Job 1. In the housing market article, give the passage between "As Howard Springett" and "the longer term.", inclusive, again, swapping "remote" for "slim".
Job 2. According to the housing market article, how much must house prices rise each year before a buy-to-let investor with a 75 percent mortgage makes any money?
Job 3. Go on with the article about the housing market and buy to let, starting after its last sentence.

===== Article

As Howard Springett argues (p36), there is no reason for complacency on regulation and sub-prime. But the chances of government meeting its annual target of 240,000 new homes look remote and that undersupply should act to support prices over the longer term.

Ministers also argue that previous crashes have been sparked by rising unemployment. That’s true in Britain, but unemployment is low in America and Ireland while house prices are plummeting. Meanwhile, the labour market in 2018, with millions more on temporary and part-time contracts and in self-employment, is very different from that of 1990.

And that is not the only thing that is untested by previous experience of a recession. The same is true of anyone much under 35, of the sub-prime sector and, especially, of buy to let, which has grown from nothing to a million mortgages since 1997.

Stabilising force

Market optimists argue that buy to let could help to stabilise things since rental demand will be boosted by people who cannot afford to buy. However, rising house prices have already reduced the rental yield on a buy-to-let investment below the return available from a high-interest savings account – the profit comes from capital growth. Research by the credit rating agency Fitch suggests that a buy-to-let investor buying with a 75 per cent mortgage needs house prices to rise by 3 per cent a year before they make any money. If house prices fall by 5 per cent a year that same investor will have lost all their investment within three years.

==========
===== Given data

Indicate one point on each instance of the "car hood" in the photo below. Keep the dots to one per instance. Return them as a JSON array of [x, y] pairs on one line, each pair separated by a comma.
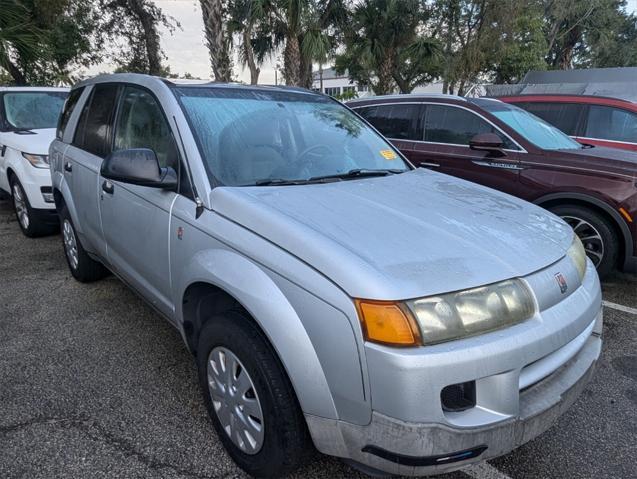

==========

Exercise response 1.
As Howard Springett argues (p36), there is no reason for complacency on regulation and sub-prime. But the chances of government meeting its annual target of 240,000 new homes look slim and that undersupply should act to support prices over the longer term.

Exercise response 2. 3 percent a year.

Exercise response 3.
Fitch does not argue that there will be a collapse in buy to let but that it is ‘a segment of the market that is more likely to accelerate, rather than dampen, a downturn environment’.

New buy-to-let investment now looks like a surefire way to lose money. The big unknown is whether existing landlords will stay in the market or get out now before prices fall. It is too early to say what will happen but the government has made selling a lot more tempting by cutting capital gains tax from 5 April.

And what is the rational thing to do now for potential first-time buyers? Buy now when prices may fall? Or stay renting – knowing that almost everywhere it is cheaper than buying – invest your spare cash to build up a deposit and buy later when prices are lower?

First-time buyers will welcome a period of falling house prices but that is more than can be said for vulnerable existing homeowners. About 1.4 million borrowers face the prospect of higher mortgage payments when their fixed- rate deals come to an end this year. And thousands of sub-prime borrowers facing an even bigger hike in payments as most of the best deals available to people with poor credit histories have disappeared.

And borrowers as a whole look less well prepared for a downturn this time than in 1990. No income support for mortgage interest is available for the first nine months of any claim thanks to cuts introduced by the Conservatives and never reversed by Labour. Take-up of the payment protection insurance that was meant to replace it remains below 20 per cent. Quite apart from mortgages we are borrowing more than ever before on our credit cards and unsecured loans.

Better late than sooner

Optimists also argue that the credit crunch is temporary and conditions will return to normal next year. Interest rate cuts and government bail-outs of the bankers may help. But there is also a danger of the housing downturn sparking one in the rest of the economy.

Sooner or later it will be house prices that return to normal – to a normal relationship with the ability of people to pay them. Later is the more palatable option: prices stay flat for several years while earnings catch up. Sooner would be quick and painful: exactly what happened in the last three housing market busts in Britain. And this time we won’t have high inflation to bail us out.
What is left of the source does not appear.